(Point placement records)
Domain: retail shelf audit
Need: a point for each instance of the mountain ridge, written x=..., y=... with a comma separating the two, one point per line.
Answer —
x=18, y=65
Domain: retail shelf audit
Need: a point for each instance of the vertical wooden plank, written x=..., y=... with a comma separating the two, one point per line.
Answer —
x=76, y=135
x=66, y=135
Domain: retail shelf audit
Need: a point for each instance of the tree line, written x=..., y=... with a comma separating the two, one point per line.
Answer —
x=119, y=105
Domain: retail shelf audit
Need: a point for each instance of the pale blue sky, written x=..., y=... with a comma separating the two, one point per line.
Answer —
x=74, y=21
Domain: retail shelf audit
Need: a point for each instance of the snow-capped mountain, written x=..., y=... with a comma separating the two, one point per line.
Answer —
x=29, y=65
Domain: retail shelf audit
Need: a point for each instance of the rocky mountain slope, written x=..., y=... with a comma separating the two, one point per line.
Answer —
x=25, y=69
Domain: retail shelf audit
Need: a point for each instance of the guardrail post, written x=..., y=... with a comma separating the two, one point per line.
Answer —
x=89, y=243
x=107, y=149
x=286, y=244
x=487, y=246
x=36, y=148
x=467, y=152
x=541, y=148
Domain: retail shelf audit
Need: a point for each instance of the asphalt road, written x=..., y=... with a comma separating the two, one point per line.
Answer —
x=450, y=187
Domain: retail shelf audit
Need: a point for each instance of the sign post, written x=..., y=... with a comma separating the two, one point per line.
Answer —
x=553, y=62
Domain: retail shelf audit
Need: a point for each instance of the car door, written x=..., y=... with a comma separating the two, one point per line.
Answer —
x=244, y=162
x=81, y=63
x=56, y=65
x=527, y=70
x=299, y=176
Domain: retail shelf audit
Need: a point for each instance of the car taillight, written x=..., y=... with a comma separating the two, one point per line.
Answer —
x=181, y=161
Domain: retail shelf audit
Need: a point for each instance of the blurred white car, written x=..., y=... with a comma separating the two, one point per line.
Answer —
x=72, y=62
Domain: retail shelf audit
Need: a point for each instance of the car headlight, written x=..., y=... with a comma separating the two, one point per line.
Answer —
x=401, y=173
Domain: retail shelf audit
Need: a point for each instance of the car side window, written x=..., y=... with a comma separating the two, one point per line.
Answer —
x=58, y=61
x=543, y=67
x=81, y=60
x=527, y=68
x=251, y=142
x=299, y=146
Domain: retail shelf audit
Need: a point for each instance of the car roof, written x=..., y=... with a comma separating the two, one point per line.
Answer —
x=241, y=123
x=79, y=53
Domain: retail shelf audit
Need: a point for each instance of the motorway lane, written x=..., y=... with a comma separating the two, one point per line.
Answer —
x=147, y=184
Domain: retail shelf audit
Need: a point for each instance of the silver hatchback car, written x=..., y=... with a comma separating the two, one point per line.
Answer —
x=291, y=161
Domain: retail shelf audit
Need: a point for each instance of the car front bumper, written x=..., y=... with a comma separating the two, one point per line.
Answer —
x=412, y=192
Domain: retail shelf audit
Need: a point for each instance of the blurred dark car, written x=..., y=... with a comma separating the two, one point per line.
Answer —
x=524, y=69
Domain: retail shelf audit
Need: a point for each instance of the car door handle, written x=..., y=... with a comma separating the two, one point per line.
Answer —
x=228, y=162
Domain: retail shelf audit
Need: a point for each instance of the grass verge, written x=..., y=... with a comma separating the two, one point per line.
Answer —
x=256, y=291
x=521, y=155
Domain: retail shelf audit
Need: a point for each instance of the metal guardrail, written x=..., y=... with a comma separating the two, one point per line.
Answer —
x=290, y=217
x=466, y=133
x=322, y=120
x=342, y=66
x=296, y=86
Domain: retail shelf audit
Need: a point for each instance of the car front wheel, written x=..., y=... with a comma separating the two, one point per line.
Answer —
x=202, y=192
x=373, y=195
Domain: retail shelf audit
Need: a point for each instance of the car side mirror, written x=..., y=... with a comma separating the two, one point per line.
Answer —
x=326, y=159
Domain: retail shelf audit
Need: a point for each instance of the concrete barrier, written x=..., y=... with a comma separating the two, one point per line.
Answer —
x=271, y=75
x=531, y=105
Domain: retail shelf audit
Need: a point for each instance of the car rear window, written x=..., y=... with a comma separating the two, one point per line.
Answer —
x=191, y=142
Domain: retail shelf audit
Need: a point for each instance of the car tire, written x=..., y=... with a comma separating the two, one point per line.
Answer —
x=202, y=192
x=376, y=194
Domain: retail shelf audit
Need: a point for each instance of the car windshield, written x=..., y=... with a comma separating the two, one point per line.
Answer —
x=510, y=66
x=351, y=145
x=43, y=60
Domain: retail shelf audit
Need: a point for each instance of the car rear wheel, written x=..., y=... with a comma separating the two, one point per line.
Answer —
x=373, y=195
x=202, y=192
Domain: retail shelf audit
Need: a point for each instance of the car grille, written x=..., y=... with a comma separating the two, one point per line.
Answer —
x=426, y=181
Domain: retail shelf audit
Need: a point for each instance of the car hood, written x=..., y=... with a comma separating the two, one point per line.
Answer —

(WHAT TO WORK ON): Reproduce the complete set of lines precisely as supplied.

(TASK ANSWER):
Domain: retail shelf audit
Need: a point for each instance of the mountain ridge, written x=..., y=... with a comma separating the two, one point per line.
Answer —
x=18, y=65
Domain: retail shelf audit
Need: a point for each instance of the vertical wooden plank, written x=..., y=... with a comma separating the two, one point per line.
Answer —
x=76, y=135
x=66, y=135
Domain: retail shelf audit
Need: a point for each instance of the tree line, written x=..., y=... with a comma separating the two, one point per line.
Answer —
x=119, y=105
Domain: retail shelf audit
Need: a point for each instance of the pale blue sky, written x=..., y=... with a comma separating the two, one point per line.
Answer —
x=74, y=21
Domain: retail shelf audit
Need: a point for each instance of the snow-capped mountain, written x=..., y=... with a comma separating the two, one point per line.
Answer —
x=29, y=65
Domain: retail shelf audit
Need: a point for each instance of the rocky mountain slope, written x=..., y=... with a comma separating the two, one point per line.
Answer —
x=25, y=69
Domain: retail shelf audit
Need: a point for each instance of the guardrail post, written x=..., y=... with a comma separating the two, one point per line.
Answer —
x=89, y=243
x=107, y=149
x=286, y=244
x=487, y=246
x=36, y=148
x=467, y=152
x=541, y=148
Domain: retail shelf audit
Need: a point for each instance of the asphalt road, written x=..., y=... with a comma separating the two, one point per line.
Answer —
x=450, y=187
Domain: retail shelf audit
Need: a point for each instance of the sign post, written x=..., y=... with a comma separating the two, one point per line.
Answer —
x=553, y=62
Domain: retail shelf audit
Need: a point for each instance of the car door, written x=..., y=... with a comma separating the two, one point per line.
Answer —
x=244, y=162
x=81, y=63
x=56, y=65
x=527, y=70
x=299, y=176
Domain: retail shelf audit
Need: a point for each instance of the car taillight, written x=..., y=... with a comma separating the two, one point per line.
Answer —
x=181, y=161
Domain: retail shelf audit
Need: a point for each instance of the blurred white car, written x=..., y=... with a comma separating the two, one point per line.
Answer —
x=72, y=62
Domain: retail shelf audit
Need: a point for each instance of the car headlight, written x=..., y=... with a comma separating the two, one point per line.
Answer —
x=401, y=173
Domain: retail shelf audit
Need: a point for each instance of the car side window, written x=..., y=... with a comma separating the two, one point per line.
Answer —
x=58, y=61
x=543, y=67
x=81, y=60
x=527, y=68
x=251, y=142
x=299, y=146
Domain: retail shelf audit
Need: a point for each instance of the car roof, written x=..., y=... with a comma separating the two, one point per line.
Answer —
x=241, y=123
x=79, y=53
Domain: retail shelf audit
Need: a point for each instance of the motorway lane, written x=..., y=... with a comma separating the two, one point per line.
Answer —
x=147, y=184
Domain: retail shelf audit
Need: a point for each instance of the silver hatchback car, written x=..., y=... with a comma separating the two, one point per line.
Answer —
x=291, y=161
Domain: retail shelf audit
Need: a point for each instance of the car front bumper, written x=..., y=... with a comma separating the two, one point per line.
Answer —
x=412, y=192
Domain: retail shelf audit
Need: a point for each instance of the blurred dark car, written x=..., y=... with a comma separating the two, one point per line.
Answer —
x=524, y=69
Domain: retail shelf audit
Need: a point for each instance of the car door handle, written x=..., y=... with a comma separating the two, one point per line.
Answer —
x=228, y=162
Domain: retail shelf audit
Need: a point for each instance of the grass verge, written x=..., y=... with a comma separating the two, one point per line.
Answer —
x=256, y=291
x=521, y=155
Domain: retail shelf audit
Need: a point for each instance of the metal guardrail, written x=..., y=... with a comma separating the two, one point per line.
Answer —
x=290, y=217
x=466, y=133
x=322, y=120
x=342, y=66
x=296, y=86
Domain: retail shelf audit
Need: a point for each instance of the car front wheel, written x=..., y=... with a comma separating the two, one point per line.
Answer —
x=202, y=192
x=373, y=195
Domain: retail shelf audit
Need: a point for each instance of the car side mirror, written x=..., y=... with a comma separating the two, one point per line.
Answer —
x=326, y=159
Domain: retail shelf audit
Need: a point for each instance of the concrete barrier, written x=..., y=... with a comma separating the two, one point per line.
Answer —
x=271, y=75
x=531, y=105
Domain: retail shelf audit
Need: a point for each instance of the car rear window, written x=..., y=... with a comma separating the two, one point per line.
Answer —
x=191, y=142
Domain: retail shelf audit
Need: a point for each instance of the car tire, written x=..., y=... with a comma separating the two, one point per line.
Answer —
x=202, y=192
x=376, y=194
Domain: retail shelf audit
Need: a point for each instance of the car windshield, written x=..., y=... with a comma separating the two, one point per line.
Answer —
x=510, y=66
x=351, y=145
x=43, y=60
Domain: retail shelf audit
Need: a point for each instance of the car rear wheel, written x=..., y=... with a comma separating the two, one point per line.
Answer —
x=373, y=195
x=202, y=192
Domain: retail shelf audit
Need: a point for each instance of the car grille, written x=..., y=... with a comma separating the two, one point per line.
Answer —
x=426, y=181
Domain: retail shelf audit
Need: a point for each instance of the car hood, written x=..., y=... with a comma separating the two, one point per line.
Answer —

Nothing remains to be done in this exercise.